OBJECTIVE →
In the excerpt about what homes reveal, how is "Japandi" defined?

EXCERPT PROVIDED →
:::::
What our homes reveal about ourselves

Living Rooms explores what domestic spaces say about class and belonging, from chintz to cleanfluencers.

By Matthew Lloyd Roberts

Our anxiety about fashionable décor and what it says about our place in the world has a long history. In the 1750s Adam Fitz-Adam surveyed the state of the Georgian interior in his acerbic polemic The World: “A few years ago every thing was Gothic; our houses, our beds, our book-cases, and our couches were all copied from some parts or other of our old cathedrals… According to the present prevailing whim every thing is Chinese, or in the Chinese taste: Chairs, tables, chimney-pieces, frames for looking-glasses, and even our most vulgar utensils are all reduced to this new-fangled standard.”

The pace of fashion has been accelerated by 21st-century media. Sunset lamps, “cottagecore” and “Japandi” (a fusion of Japanese and Scandinavian style): on the internet, fads supersede each other at a rate of which Country Living could only dream. With this intensification comes new problems for the consumer determined to remain ahead of the trends.

But addressing the world of interior design in these shallow terms leaves us with a niggling sense that we are missing something important. This is certainly the case for Sam Johnson-Schlee, the author of Living Rooms, which explores domestic space and what it reveals about our relationship with capitalism, gliding with ease from Constable to Ikea, Gracie Fields to A$AP Rocky. It is a book that wears its deep scholarship lightly, as Johnson-Schlee relates ideas from psychoanalysis or the writings of Walter Benjamin to the life of the contemporary home.
:::::
DATASET CONTENT →
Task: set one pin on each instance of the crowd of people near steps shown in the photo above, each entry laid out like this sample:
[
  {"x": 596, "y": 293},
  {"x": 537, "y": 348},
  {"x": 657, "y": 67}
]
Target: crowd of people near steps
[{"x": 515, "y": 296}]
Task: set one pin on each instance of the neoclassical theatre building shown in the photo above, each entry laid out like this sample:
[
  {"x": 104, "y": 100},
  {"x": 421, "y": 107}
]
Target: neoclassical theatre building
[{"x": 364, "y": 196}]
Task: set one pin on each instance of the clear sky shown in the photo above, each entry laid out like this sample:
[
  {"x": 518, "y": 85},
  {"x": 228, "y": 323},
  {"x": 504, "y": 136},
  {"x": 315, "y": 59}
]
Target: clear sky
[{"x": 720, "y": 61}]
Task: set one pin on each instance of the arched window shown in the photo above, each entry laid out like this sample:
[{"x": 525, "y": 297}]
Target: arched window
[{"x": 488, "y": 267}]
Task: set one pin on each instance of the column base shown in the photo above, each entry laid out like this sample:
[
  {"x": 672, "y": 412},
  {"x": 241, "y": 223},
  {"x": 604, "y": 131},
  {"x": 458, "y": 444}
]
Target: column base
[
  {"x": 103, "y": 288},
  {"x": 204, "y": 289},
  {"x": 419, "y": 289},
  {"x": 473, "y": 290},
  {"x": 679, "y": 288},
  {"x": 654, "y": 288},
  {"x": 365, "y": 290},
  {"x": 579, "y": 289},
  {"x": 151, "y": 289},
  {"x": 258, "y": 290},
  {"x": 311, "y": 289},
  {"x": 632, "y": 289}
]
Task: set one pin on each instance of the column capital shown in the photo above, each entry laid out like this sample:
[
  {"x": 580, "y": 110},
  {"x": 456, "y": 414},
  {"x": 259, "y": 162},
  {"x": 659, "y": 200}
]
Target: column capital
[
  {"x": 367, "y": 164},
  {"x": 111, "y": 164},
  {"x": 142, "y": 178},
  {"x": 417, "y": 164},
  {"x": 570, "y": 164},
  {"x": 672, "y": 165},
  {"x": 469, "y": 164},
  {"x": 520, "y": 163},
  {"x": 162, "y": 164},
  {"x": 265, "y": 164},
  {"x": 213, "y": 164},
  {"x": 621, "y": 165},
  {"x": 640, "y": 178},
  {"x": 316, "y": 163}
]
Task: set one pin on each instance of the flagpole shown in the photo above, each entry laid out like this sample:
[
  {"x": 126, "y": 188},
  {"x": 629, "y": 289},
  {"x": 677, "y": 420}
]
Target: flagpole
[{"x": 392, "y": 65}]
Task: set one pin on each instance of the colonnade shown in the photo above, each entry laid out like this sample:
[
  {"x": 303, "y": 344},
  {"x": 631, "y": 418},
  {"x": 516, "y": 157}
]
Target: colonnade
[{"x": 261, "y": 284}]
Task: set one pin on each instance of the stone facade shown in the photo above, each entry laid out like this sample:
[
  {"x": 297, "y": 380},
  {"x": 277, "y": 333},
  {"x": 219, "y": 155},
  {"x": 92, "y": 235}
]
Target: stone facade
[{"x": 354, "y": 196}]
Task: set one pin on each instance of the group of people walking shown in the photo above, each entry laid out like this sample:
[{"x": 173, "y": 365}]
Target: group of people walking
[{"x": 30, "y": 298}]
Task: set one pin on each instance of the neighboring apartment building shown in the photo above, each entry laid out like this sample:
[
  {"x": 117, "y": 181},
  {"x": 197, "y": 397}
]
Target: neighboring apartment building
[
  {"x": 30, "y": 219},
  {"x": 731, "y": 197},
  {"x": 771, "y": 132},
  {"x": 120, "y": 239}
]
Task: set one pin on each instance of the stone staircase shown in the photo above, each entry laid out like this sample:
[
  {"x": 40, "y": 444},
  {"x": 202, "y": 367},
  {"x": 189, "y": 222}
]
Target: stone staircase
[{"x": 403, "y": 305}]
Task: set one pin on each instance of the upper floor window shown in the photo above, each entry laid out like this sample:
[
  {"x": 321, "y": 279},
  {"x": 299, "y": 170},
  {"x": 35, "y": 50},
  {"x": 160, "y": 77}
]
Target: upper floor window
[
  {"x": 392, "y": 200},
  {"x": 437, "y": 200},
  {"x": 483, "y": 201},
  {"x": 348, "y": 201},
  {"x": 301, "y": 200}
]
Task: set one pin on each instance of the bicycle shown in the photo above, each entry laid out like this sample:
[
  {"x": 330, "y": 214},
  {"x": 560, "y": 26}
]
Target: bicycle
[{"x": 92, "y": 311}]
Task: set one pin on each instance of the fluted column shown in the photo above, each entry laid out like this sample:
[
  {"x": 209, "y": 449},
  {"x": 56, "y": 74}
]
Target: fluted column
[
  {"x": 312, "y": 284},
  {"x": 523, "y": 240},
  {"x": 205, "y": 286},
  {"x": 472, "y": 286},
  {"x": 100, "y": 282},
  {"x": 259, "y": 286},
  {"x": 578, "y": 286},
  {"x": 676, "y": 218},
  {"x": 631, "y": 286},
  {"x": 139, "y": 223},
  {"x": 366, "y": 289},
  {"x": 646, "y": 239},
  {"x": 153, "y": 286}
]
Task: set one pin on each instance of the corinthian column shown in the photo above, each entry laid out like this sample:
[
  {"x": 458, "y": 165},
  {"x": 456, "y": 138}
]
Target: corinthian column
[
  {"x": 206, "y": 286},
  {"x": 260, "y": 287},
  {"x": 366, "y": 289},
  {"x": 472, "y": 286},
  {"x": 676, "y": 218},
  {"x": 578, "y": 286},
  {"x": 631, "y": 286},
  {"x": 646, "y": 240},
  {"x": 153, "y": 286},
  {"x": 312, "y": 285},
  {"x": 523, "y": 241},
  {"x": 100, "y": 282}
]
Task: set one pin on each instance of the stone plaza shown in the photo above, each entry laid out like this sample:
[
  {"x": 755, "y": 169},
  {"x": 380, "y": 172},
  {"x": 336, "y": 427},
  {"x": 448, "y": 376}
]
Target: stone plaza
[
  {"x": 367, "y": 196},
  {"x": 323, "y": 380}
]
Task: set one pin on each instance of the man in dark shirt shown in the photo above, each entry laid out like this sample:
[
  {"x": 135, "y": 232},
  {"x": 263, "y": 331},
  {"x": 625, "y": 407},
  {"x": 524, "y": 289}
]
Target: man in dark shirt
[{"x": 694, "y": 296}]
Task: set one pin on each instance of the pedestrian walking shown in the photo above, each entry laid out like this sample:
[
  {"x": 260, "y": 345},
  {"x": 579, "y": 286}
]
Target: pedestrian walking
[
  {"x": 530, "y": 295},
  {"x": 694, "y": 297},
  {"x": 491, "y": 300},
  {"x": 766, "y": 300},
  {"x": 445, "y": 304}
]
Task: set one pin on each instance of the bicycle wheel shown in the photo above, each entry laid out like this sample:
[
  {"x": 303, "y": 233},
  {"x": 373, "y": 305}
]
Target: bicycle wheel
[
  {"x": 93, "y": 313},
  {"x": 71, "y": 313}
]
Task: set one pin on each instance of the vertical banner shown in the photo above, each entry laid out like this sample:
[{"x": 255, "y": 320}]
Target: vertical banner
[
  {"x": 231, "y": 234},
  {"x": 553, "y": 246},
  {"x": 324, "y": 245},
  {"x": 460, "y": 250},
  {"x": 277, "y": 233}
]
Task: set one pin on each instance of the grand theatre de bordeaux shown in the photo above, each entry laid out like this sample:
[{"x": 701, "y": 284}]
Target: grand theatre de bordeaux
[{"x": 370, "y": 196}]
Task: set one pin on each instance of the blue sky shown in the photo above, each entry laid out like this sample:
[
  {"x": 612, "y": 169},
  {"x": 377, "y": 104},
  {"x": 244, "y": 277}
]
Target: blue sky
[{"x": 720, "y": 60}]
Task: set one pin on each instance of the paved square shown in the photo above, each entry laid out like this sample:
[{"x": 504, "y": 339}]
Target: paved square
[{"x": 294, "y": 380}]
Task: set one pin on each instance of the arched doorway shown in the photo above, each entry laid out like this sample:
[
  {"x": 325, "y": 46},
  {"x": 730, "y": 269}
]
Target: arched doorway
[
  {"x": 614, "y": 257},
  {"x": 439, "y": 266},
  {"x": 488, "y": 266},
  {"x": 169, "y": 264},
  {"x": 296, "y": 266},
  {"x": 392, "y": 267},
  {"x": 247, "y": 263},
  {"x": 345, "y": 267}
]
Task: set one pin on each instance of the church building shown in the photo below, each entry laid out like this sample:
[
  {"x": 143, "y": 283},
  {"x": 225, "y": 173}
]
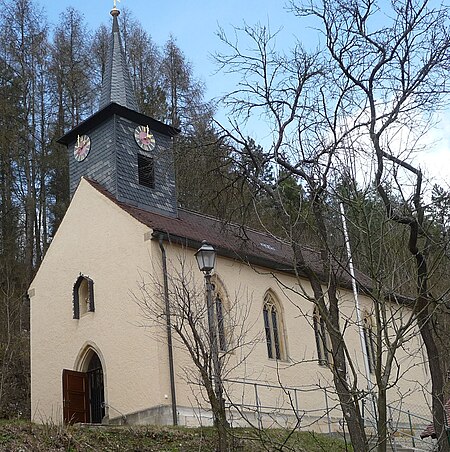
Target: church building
[{"x": 94, "y": 356}]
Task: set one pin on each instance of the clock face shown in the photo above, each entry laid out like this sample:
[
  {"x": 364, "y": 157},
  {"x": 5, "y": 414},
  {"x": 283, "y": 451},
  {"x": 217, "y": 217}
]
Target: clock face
[
  {"x": 144, "y": 138},
  {"x": 82, "y": 148}
]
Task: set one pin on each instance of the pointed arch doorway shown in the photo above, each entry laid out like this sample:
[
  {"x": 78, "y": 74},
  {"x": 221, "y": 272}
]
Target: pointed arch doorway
[{"x": 84, "y": 392}]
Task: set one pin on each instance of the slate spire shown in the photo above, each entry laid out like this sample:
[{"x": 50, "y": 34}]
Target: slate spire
[{"x": 117, "y": 85}]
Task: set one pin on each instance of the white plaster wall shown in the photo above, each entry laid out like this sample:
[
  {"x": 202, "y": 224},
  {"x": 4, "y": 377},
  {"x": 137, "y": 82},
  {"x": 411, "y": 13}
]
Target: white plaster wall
[
  {"x": 103, "y": 242},
  {"x": 246, "y": 287}
]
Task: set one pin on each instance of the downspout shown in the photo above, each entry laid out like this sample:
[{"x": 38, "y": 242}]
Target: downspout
[{"x": 169, "y": 332}]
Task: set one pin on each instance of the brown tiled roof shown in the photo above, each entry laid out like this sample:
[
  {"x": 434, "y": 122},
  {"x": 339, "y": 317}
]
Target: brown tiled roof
[
  {"x": 230, "y": 240},
  {"x": 429, "y": 431}
]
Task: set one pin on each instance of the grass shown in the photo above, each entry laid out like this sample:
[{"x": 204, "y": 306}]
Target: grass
[{"x": 23, "y": 436}]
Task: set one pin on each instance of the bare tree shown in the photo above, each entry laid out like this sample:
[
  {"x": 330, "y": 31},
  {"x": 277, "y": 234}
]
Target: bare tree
[
  {"x": 364, "y": 85},
  {"x": 206, "y": 329}
]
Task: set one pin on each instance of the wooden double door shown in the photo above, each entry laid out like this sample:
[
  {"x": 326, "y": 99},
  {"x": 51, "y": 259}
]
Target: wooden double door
[{"x": 84, "y": 394}]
:::::
REPLY →
A fusion of Japanese and Scandinavian style.